++++ Dataset excerpts ++++

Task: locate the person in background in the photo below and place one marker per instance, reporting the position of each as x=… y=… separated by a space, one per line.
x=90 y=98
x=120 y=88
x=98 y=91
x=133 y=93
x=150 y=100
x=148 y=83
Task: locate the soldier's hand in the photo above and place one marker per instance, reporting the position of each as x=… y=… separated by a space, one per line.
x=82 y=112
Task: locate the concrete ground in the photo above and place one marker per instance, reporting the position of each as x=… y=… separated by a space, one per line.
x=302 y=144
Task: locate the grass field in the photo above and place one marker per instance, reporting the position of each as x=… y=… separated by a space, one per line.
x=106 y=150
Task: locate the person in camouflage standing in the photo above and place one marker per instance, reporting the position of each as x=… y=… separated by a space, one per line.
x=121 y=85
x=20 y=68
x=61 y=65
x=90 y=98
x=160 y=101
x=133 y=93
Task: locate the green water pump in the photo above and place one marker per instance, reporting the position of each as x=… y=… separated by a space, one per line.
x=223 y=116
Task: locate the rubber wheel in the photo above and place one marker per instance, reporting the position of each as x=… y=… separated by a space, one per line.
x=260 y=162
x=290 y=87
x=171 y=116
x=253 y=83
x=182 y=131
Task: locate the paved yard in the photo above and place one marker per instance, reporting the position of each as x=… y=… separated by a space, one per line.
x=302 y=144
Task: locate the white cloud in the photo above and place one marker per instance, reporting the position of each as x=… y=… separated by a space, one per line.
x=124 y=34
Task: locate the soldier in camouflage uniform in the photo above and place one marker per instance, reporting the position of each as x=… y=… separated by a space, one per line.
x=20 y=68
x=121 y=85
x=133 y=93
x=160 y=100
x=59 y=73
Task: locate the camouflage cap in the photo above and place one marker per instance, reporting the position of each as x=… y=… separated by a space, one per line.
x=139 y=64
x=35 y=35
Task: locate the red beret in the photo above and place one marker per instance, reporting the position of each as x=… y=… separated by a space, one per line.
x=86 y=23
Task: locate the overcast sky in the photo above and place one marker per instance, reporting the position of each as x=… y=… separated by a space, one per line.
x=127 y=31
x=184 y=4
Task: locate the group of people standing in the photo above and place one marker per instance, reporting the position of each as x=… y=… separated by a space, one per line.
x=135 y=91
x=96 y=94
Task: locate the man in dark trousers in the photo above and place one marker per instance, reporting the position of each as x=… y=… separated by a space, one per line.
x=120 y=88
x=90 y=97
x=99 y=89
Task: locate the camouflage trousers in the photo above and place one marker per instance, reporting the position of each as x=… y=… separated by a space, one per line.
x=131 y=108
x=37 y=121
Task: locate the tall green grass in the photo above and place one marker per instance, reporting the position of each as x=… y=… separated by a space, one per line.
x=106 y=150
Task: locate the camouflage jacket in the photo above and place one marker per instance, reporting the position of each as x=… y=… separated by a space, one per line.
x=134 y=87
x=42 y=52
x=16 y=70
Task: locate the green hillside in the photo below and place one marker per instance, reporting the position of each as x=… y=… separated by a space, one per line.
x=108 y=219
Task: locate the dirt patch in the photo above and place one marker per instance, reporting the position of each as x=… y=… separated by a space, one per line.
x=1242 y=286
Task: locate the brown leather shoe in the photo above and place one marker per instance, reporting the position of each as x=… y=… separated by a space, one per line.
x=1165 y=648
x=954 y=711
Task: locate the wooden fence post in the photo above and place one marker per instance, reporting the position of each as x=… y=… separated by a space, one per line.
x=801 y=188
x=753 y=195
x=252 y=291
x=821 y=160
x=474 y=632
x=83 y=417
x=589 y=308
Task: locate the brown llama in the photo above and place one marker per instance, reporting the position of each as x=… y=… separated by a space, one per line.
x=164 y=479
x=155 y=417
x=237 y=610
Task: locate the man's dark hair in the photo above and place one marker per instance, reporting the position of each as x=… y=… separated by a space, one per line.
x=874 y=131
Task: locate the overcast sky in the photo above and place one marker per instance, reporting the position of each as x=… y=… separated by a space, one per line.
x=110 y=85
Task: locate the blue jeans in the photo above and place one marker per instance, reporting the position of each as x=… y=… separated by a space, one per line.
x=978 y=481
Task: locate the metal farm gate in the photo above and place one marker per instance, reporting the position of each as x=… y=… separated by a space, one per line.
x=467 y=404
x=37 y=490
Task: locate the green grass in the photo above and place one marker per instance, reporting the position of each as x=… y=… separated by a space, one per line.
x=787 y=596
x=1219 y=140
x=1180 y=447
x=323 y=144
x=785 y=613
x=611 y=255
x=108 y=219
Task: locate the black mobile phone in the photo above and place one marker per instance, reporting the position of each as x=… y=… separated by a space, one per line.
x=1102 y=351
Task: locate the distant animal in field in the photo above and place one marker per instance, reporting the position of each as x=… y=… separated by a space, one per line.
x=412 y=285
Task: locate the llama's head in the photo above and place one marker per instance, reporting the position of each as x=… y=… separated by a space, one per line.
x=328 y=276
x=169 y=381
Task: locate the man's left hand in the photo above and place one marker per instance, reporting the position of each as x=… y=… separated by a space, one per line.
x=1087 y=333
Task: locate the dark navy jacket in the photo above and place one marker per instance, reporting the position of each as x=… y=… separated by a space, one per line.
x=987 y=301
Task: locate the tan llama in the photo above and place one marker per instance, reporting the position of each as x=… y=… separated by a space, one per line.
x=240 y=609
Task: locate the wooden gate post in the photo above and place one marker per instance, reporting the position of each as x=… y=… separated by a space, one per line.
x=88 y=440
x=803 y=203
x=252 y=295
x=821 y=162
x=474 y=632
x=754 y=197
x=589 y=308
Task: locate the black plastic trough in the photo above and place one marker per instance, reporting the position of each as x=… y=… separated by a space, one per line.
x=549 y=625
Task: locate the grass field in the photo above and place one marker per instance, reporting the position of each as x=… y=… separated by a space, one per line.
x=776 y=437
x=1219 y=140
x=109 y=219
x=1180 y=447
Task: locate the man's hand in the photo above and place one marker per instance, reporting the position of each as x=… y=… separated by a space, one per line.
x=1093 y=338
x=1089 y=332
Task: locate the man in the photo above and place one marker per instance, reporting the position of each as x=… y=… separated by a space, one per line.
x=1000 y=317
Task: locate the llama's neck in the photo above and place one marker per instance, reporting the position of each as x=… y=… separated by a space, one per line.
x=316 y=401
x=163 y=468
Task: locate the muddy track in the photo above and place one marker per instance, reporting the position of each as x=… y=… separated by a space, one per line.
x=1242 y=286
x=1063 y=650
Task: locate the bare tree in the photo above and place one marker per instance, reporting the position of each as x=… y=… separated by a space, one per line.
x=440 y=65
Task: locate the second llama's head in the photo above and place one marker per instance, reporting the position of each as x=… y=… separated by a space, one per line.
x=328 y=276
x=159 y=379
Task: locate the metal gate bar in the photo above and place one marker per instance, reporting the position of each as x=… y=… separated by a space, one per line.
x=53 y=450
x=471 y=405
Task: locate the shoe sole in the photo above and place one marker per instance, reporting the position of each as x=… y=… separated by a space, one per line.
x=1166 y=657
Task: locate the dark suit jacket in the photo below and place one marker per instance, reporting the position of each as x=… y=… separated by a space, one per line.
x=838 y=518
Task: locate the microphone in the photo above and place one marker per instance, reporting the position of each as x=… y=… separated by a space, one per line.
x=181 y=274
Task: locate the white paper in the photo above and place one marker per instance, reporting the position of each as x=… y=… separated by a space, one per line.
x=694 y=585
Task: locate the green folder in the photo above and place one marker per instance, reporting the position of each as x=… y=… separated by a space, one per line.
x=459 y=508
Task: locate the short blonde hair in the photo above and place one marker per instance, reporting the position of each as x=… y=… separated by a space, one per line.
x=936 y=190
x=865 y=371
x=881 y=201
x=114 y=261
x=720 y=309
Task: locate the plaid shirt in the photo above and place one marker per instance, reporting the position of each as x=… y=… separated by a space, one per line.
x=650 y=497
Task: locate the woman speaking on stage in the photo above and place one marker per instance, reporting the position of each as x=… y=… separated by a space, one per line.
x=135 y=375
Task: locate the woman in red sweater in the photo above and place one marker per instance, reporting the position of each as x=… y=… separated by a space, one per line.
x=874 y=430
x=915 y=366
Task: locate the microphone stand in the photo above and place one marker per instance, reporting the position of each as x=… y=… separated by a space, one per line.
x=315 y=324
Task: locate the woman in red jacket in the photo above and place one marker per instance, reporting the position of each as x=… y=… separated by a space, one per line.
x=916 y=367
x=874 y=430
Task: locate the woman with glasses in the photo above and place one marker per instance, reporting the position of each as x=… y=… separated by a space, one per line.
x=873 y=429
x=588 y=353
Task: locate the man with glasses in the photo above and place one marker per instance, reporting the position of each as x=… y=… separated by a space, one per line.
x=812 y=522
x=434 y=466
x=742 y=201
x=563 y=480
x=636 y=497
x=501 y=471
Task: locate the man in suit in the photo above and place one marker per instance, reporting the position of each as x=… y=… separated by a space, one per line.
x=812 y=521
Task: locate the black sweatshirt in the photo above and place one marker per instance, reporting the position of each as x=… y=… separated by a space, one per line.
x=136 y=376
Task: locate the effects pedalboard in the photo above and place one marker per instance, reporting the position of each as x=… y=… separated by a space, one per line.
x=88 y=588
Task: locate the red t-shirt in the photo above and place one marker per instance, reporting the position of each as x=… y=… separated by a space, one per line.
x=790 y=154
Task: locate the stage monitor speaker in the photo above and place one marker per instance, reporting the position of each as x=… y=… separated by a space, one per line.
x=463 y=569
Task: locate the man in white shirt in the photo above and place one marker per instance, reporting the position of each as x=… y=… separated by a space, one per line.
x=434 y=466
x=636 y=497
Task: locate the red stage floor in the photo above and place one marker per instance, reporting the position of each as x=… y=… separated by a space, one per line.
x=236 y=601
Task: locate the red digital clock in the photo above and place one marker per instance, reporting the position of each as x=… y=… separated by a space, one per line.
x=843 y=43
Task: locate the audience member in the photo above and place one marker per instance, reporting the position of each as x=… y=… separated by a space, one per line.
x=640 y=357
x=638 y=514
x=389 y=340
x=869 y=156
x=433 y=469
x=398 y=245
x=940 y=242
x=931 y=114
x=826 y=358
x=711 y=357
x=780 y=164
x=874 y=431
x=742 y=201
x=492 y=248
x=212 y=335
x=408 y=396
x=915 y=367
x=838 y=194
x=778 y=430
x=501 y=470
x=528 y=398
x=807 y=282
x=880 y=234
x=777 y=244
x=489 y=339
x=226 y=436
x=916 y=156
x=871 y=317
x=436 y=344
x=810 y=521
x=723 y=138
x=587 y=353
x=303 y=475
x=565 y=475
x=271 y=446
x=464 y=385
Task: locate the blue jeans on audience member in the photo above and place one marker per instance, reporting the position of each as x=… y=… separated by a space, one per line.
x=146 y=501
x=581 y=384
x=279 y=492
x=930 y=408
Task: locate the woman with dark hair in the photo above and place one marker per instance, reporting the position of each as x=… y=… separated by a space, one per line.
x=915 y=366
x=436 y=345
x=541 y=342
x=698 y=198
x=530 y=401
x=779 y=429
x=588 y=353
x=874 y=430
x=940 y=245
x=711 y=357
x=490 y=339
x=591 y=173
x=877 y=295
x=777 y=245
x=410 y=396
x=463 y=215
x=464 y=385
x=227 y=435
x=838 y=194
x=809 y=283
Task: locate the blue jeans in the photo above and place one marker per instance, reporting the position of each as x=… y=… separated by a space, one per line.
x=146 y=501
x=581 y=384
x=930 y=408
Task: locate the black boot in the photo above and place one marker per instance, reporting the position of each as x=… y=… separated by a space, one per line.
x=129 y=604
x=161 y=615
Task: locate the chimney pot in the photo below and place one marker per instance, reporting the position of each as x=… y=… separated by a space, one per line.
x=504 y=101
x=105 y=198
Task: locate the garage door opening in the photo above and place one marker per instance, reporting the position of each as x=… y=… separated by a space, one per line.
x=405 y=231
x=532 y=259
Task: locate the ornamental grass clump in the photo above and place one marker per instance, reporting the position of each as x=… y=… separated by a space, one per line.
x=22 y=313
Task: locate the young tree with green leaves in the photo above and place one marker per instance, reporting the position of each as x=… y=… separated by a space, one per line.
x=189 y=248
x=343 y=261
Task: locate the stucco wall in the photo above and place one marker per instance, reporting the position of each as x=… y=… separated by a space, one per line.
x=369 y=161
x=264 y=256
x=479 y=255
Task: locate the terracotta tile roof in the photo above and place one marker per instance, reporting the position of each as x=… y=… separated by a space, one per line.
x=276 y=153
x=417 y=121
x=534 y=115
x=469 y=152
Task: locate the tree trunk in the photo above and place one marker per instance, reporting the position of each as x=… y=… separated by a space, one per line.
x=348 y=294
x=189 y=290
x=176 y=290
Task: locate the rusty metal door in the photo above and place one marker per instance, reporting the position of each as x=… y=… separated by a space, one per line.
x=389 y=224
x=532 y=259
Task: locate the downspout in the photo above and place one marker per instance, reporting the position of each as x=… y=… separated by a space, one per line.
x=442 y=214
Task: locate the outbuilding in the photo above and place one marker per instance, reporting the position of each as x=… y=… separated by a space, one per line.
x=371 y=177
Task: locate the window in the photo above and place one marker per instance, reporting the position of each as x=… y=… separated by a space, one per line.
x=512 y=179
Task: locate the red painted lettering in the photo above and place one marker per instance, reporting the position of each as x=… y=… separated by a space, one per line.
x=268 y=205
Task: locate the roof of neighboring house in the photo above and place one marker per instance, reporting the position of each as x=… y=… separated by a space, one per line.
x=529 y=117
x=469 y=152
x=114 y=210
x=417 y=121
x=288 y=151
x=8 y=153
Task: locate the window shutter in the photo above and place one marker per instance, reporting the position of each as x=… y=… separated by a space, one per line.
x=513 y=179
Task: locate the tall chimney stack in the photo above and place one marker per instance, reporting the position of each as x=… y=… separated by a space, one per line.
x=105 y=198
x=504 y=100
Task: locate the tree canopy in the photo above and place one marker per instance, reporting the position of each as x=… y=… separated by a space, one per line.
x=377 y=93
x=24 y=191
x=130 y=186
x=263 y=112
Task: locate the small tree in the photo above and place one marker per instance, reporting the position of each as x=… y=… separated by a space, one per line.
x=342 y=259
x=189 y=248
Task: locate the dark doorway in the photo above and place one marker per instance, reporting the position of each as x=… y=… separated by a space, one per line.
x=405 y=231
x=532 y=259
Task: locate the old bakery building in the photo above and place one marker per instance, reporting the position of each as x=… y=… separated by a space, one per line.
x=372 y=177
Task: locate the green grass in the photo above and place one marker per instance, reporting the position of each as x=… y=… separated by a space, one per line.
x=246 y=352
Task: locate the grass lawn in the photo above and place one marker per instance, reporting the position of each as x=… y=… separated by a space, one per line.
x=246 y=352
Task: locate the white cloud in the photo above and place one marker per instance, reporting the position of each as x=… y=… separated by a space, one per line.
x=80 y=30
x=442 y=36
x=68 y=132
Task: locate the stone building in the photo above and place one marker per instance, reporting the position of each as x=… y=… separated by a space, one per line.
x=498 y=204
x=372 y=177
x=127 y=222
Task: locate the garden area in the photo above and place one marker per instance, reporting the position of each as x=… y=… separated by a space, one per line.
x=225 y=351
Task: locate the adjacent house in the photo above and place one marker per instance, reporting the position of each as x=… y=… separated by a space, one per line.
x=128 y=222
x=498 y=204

++++

*Description of the task*
Please copy out the lines of the listing above, starting with the line that contains "Task: locate the short" and going on through the line that contains "x=650 y=497", keeping each one unchanged.

*Output of the exercise*
Task: locate the short blonde hair in the photo above and place one marker per instance, reporting the position of each as x=… y=… separated by a space, one per line.
x=936 y=190
x=865 y=371
x=881 y=201
x=114 y=261
x=720 y=309
Task: locate the plaid shirt in the photo above and place one marker per instance, reporting the position of each as x=… y=… separated by a space, one per line.
x=650 y=497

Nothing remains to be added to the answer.